BRIEF: Reproduce the listing below in full, swapping "one dot per instance" for "one point per instance" wherever it occurs and keeping everything else the same. Leave the pictures out of your copy.

EXCERPTED DATA:
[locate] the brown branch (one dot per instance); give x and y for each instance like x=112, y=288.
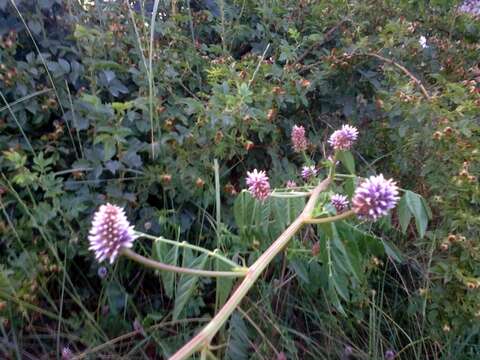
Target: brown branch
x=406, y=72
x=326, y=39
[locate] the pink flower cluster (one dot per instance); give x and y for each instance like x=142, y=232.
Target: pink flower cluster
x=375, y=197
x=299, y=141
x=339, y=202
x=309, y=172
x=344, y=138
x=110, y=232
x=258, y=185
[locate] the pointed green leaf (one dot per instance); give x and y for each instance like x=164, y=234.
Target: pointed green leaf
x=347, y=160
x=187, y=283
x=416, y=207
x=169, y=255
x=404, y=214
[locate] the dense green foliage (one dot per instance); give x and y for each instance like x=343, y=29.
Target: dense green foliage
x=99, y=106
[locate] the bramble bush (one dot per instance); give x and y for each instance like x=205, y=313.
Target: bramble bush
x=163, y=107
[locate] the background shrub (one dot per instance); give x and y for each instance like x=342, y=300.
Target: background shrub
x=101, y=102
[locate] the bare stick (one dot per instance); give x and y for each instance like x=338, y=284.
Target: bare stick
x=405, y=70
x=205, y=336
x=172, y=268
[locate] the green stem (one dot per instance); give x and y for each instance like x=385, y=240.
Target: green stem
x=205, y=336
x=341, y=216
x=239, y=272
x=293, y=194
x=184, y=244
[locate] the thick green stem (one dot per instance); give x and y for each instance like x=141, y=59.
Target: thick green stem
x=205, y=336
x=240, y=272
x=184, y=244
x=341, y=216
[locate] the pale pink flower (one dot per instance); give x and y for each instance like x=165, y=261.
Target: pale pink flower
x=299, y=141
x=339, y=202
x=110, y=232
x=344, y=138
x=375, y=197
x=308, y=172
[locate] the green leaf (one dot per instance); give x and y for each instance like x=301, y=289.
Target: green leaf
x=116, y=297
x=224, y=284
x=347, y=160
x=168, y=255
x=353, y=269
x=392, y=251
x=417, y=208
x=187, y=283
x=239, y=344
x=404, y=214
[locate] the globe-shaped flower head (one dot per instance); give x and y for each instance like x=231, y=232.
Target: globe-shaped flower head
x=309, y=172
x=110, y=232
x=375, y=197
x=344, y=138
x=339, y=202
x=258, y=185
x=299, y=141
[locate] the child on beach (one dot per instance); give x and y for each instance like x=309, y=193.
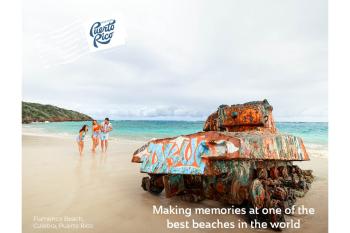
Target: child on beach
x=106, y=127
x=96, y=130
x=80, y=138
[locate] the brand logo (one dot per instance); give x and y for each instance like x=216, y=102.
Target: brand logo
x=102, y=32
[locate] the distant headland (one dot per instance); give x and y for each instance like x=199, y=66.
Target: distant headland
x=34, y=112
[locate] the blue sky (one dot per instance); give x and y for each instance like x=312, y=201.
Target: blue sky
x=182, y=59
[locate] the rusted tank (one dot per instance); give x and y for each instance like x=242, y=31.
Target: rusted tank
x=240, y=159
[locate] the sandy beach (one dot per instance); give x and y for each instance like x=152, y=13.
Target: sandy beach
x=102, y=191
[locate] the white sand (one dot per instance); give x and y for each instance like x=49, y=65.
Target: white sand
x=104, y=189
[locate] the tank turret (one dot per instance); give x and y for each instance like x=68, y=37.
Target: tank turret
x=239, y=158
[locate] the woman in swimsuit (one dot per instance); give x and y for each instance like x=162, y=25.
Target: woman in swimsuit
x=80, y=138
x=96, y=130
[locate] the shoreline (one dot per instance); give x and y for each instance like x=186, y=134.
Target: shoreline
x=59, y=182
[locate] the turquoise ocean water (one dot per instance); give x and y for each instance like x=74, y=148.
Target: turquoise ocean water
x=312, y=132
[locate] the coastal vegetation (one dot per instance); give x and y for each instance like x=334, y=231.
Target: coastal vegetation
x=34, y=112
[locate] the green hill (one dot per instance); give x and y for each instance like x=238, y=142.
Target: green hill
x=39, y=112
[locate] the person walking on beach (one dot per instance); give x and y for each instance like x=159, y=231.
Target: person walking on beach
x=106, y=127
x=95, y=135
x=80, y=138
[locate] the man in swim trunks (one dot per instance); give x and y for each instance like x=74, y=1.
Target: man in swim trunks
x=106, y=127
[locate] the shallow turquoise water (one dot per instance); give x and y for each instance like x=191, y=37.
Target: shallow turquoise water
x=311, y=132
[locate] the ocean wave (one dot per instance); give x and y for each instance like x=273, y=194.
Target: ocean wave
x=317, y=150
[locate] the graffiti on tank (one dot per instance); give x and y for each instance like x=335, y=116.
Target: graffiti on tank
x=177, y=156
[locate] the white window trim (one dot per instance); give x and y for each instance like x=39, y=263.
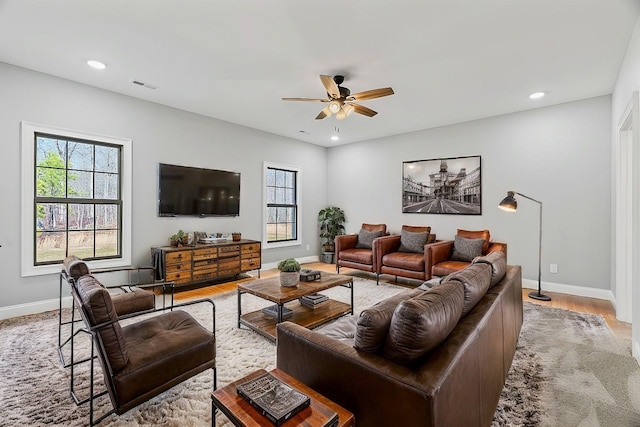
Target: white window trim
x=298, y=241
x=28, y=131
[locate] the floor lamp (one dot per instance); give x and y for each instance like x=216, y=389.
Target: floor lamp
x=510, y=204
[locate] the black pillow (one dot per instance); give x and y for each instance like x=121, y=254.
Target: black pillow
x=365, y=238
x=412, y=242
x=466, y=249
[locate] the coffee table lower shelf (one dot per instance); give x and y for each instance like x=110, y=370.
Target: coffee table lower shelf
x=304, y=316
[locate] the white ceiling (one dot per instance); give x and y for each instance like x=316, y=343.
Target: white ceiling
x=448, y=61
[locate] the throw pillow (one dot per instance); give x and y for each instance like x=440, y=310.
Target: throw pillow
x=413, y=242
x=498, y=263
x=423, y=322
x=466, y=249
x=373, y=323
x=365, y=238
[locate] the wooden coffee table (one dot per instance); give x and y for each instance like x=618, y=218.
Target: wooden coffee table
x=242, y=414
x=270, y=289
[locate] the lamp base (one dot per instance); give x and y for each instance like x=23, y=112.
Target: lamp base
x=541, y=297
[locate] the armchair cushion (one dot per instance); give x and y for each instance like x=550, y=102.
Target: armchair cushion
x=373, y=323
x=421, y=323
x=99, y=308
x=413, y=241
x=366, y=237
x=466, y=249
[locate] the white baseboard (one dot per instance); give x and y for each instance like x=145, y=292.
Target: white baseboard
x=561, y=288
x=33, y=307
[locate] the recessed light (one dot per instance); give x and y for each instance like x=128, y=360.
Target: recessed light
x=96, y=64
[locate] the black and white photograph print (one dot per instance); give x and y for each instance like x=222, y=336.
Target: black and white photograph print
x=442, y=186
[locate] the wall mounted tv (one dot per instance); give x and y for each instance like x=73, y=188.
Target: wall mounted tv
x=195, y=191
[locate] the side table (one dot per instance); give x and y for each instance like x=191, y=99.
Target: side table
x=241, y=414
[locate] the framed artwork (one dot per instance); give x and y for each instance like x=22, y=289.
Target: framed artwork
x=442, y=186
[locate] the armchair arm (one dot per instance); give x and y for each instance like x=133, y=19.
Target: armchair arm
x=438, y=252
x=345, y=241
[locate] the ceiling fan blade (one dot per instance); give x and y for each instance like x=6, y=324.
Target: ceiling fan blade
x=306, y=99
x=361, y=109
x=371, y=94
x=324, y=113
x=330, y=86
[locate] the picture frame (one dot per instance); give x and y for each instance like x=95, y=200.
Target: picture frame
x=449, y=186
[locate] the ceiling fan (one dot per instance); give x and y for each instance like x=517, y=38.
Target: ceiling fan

FINAL RESULT:
[locate] the brown branch (one point per instance); give x and y for each instance like x=112, y=288.
Target: brown branch
x=406, y=72
x=326, y=39
[locate] the pink flower cluster (one point per instance); give x and y for each instance like x=142, y=232.
Target: pink flower cluster
x=375, y=197
x=299, y=141
x=339, y=202
x=309, y=172
x=344, y=138
x=110, y=232
x=258, y=185
[locate] the pointed green leaf (one point per instance); give x and y for each instance like x=164, y=234.
Target: pointed green leaf
x=347, y=160
x=187, y=283
x=416, y=207
x=169, y=255
x=404, y=214
[locate] the dense green foliage (one point per instance); give x and y for each instance like x=343, y=29.
Target: dense green foliage
x=99, y=106
[locate] the bramble bush (one point per instance); give x and y for each instance like x=205, y=313.
Target: bramble bush
x=163, y=107
[locate] the background shrub (one point per instance); give x and y for each instance like x=342, y=300.
Target: background shrub
x=101, y=102
[locate] the bare stick (one point per instance); give x and y for each instance like x=338, y=284.
Target: bare stick
x=405, y=70
x=205, y=336
x=172, y=268
[locate] the green stem (one point per instance); give x and y for each instance like x=385, y=240.
Target: green stem
x=205, y=336
x=341, y=216
x=239, y=272
x=293, y=194
x=184, y=244
[locate] the thick green stem (one point per instance); give x and y for each instance like x=141, y=59.
Target: thick green stem
x=205, y=336
x=240, y=272
x=184, y=244
x=341, y=216
[locate] the pale pink flower (one point per instance); give x and y for each instance like x=165, y=261.
Target: pale pink flower
x=299, y=141
x=339, y=202
x=110, y=232
x=344, y=138
x=375, y=197
x=308, y=172
[locate] the green leaf (one point per instance); give x and y for each instance like x=301, y=289.
Target: green leaf
x=116, y=297
x=224, y=284
x=347, y=160
x=168, y=255
x=353, y=269
x=392, y=251
x=417, y=208
x=187, y=283
x=239, y=344
x=404, y=214
[locate] the globe-shaped flower head (one point per instance); give x and y for each instance like x=231, y=232.
Target: globe-shaped flower head
x=309, y=172
x=110, y=232
x=375, y=197
x=344, y=138
x=339, y=202
x=258, y=185
x=299, y=141
[locate] the child on beach (one point per instance); give x and y for each instance like x=309, y=193.
Target: child on beach
x=106, y=127
x=96, y=130
x=80, y=138
[locate] the brand logo (one point per instance); give x and y for each instance like x=216, y=102.
Target: brand logo
x=102, y=32
[locate] the distant headland (one point per instance); give x and y for each instance like x=199, y=66.
Target: distant headland
x=34, y=112
[locate] the blue sky (one point per instance); give x and y for each instance like x=312, y=201.
Target: blue sky
x=182, y=59
[locate] the rusted tank (one point per instance); give x and y for each instance like x=242, y=31.
Target: rusted tank
x=240, y=159
[locate] the sandy beach (one point per instance); give x and y for each instance like x=152, y=13.
Target: sandy beach
x=102, y=191
[locate] the white sand (one point per instance); give x and y for each instance like x=49, y=65.
Target: white sand
x=104, y=189
[locate] the tank turret (one point per instance); give x and y for each instance like x=68, y=37.
Target: tank turret
x=239, y=158
[locate] the woman in swimsuit (one point per instance); give x and y for each instance like x=162, y=25.
Target: woman in swimsuit
x=80, y=138
x=96, y=130
[locate] the shoreline (one point per instance); give x and y for each instance like x=186, y=134.
Target: shoreline
x=59, y=182
[locate] the turquoise ocean water (one point per instance); give x and y for each instance like x=74, y=148.
Target: turquoise ocean water
x=312, y=132
[locate] the coastal vegetation (one point per instance); give x and y for each instance like x=334, y=231.
Target: coastal vegetation
x=34, y=112
[locate] the green hill (one point per instance); give x and y for each instance like x=238, y=142.
Target: green hill
x=39, y=112
[locate] the person walking on beach (one point per instance); give x and y for each instance like x=159, y=231.
Target: person walking on beach
x=106, y=127
x=95, y=135
x=80, y=138
[locate] the man in swim trunks (one point per instance); give x and y for each instance like x=74, y=1.
Target: man in swim trunks
x=106, y=127
[locate] the shallow turquoise water (one point per instance); give x and y for each instance like x=191, y=37.
Target: shallow turquoise water
x=311, y=132
[locate] the ocean wave (one point per instance); give x and y for each instance like x=273, y=194.
Target: ocean wave
x=317, y=150
[locate] the graffiti on tank (one point per instance); give x and y for each instance like x=335, y=116.
Target: graffiti on tank
x=177, y=156
[locate] the white window trim (one point per instance); give x and y for each instance like x=39, y=263.
Target: white window trim
x=298, y=241
x=28, y=131
[locate] the floor lamp (one point per instance); give x and y for each instance like x=216, y=389.
Target: floor lamp
x=510, y=204
[locate] the black pillow (one point per instance); give x and y for each instance like x=121, y=254.
Target: black pillow
x=365, y=238
x=412, y=242
x=466, y=249
[locate] the coffee table lower shelf (one point per instance); give x and y for each instance like x=110, y=370.
Target: coffee table lower shelf
x=304, y=316
[locate] the white ceiling (one point per instance); give x and y for each instance like x=316, y=343.
Target: white ceiling
x=448, y=61
[locate] the throw pillow (one point per instance); give x and y for each instance like x=440, y=310.
Target: throw pillow
x=413, y=242
x=498, y=263
x=423, y=322
x=466, y=249
x=373, y=323
x=365, y=238
[locate] the wooden coffee table (one point per instance); give x and y for each instance like x=618, y=218.
Target: wooden coffee table
x=242, y=414
x=270, y=289
[locate] the lamp base (one point per instance); give x and y for each instance like x=23, y=112.
Target: lamp base
x=541, y=297
[locate] the armchair cushion (one point per instance); give x and y for each instance like x=550, y=102.
Target: armchair cushion
x=373, y=323
x=421, y=323
x=99, y=308
x=413, y=241
x=366, y=237
x=466, y=249
[locate] the white baseboard (one point per instance); give x and y for each instance like x=145, y=292.
Target: white baseboard
x=561, y=288
x=33, y=307
[locate] the recessed light (one point per instance); give x and y for each instance like x=128, y=360.
Target: recessed light
x=96, y=64
[locate] the black and white photograph print (one point per instance); give x and y for each instance like x=222, y=336.
Target: black and white photograph print
x=442, y=186
[locate] the wall mounted tv (one point per instance); give x and y for each instance like x=73, y=188.
Target: wall mounted tv
x=195, y=191
[locate] the side table (one point per instance); give x and y for each instance like x=191, y=99.
Target: side table
x=241, y=414
[locate] the framed artwork (one point per instance); give x and y for each instance like x=22, y=289.
Target: framed artwork
x=442, y=186
[locate] the armchair arm (one point per instance); give x and y for each instance like x=133, y=19.
Target: armchair arm
x=438, y=252
x=345, y=241
[locate] the ceiling fan blade (one point per instance); give x and y for each instance like x=6, y=324.
Target: ceiling fan blade
x=306, y=99
x=361, y=109
x=371, y=94
x=324, y=113
x=330, y=86
[locate] the picture frame (one point per instance); give x and y for each instance like x=95, y=200.
Target: picture frame
x=449, y=186
[locate] the ceiling fan (one point per instance); give x and y for each instance like x=517, y=38.
Target: ceiling fan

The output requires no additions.